»»

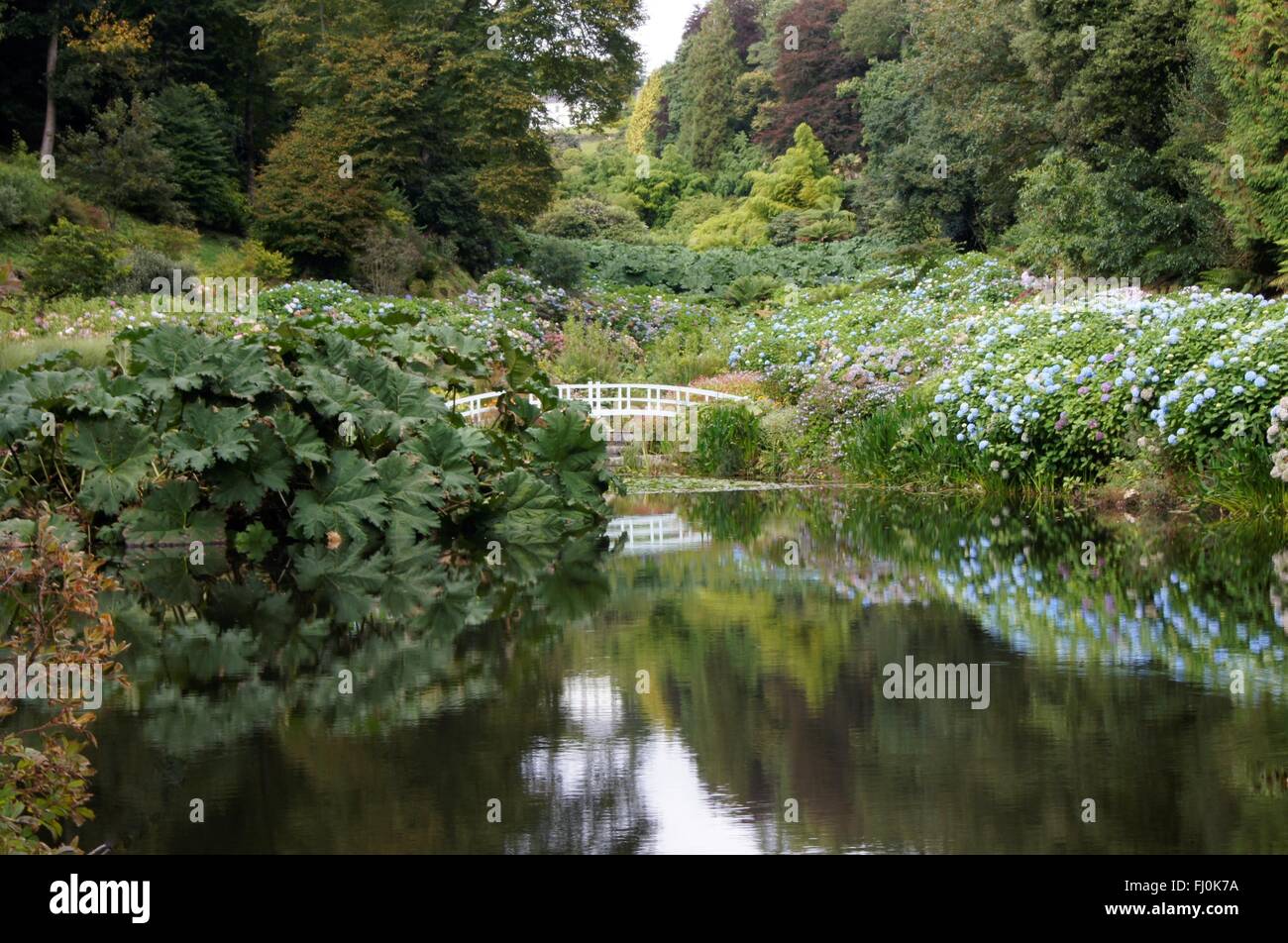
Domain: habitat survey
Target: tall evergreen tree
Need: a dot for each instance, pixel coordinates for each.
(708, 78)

««
»»

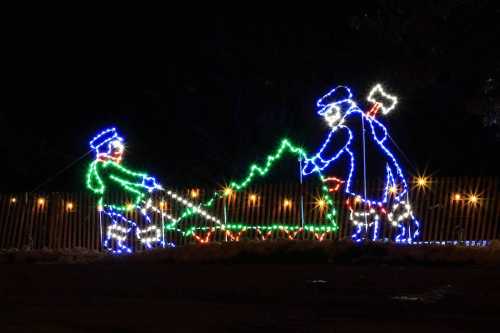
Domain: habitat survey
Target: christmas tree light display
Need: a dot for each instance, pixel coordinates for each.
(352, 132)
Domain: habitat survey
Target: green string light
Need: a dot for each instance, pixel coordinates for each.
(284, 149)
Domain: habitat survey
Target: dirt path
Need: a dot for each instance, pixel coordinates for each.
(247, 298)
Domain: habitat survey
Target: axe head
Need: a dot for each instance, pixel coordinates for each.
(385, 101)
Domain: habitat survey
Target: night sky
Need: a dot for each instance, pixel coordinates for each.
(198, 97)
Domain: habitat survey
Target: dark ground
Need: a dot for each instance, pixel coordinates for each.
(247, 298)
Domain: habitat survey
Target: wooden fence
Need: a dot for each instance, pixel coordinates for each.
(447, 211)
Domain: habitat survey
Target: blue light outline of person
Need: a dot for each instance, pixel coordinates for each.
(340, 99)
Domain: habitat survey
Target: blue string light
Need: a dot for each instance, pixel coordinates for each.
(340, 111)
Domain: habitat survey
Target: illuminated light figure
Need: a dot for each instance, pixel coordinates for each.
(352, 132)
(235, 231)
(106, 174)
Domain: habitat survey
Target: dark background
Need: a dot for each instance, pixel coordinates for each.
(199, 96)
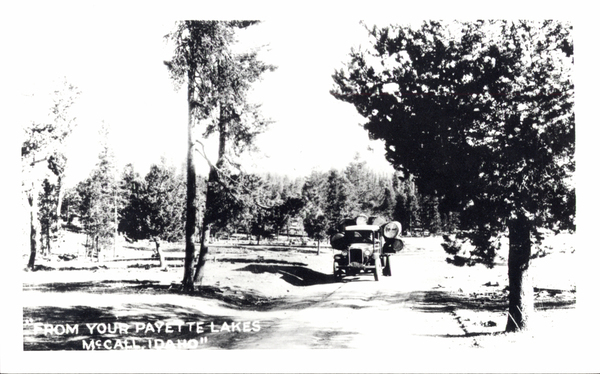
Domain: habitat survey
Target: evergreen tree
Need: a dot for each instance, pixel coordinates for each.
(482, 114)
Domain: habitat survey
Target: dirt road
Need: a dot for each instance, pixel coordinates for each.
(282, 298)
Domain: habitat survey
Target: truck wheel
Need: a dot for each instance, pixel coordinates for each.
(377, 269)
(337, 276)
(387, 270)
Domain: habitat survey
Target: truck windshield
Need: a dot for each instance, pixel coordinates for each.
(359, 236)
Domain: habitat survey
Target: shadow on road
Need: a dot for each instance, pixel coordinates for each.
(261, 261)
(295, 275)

««

**EXERCISE DETAILS:**
What belongs in the answer is each line of the listing that contains the word "light".

**WRITTEN SOLUTION:**
Target: christmas tree light display
Target: green string light
Target: blue light outline of person
Target: blue string light
Target: illuminated light figure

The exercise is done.